→ The request
Count the lines in the items below that contain the string "region", matching case exactly, and give only the number.

-- Start Material to process --

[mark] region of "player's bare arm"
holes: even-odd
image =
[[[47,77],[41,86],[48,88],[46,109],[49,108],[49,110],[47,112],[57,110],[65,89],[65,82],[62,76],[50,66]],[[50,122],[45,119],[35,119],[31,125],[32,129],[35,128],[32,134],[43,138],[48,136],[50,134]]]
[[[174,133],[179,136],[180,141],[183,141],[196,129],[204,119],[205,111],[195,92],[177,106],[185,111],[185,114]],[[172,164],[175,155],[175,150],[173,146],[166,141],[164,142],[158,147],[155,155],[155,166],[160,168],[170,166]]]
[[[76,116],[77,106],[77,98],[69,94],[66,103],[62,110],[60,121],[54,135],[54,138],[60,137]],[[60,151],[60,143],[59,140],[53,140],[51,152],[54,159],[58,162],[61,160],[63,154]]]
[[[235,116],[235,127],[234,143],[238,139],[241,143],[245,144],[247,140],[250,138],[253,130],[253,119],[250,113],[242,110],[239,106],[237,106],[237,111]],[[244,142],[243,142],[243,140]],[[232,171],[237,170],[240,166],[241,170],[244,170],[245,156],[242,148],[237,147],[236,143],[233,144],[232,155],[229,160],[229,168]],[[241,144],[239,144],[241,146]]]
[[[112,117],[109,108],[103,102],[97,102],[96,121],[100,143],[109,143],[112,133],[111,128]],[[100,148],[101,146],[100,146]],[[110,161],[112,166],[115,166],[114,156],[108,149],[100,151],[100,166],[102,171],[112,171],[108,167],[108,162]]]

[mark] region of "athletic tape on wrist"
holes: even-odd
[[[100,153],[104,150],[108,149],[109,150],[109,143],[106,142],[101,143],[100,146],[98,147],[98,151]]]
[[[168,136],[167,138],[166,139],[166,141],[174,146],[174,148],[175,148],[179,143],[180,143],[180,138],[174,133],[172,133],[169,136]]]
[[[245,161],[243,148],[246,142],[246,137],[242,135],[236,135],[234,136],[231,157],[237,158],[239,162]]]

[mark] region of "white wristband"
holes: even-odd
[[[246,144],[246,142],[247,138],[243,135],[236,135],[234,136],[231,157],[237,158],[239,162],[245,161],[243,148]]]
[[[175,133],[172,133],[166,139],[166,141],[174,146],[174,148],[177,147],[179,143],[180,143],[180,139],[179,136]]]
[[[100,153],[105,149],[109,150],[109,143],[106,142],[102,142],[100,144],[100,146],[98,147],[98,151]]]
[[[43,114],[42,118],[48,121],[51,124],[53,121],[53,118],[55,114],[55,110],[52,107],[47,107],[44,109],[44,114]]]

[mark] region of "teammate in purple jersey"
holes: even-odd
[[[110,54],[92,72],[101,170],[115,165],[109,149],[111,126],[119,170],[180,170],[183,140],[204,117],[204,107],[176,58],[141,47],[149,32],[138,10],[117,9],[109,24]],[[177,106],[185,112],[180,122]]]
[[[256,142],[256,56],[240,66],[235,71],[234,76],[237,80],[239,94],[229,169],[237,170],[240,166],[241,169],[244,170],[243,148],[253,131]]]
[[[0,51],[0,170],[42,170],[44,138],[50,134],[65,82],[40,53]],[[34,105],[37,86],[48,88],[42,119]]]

-- End Material to process --

→ Answer to the task
4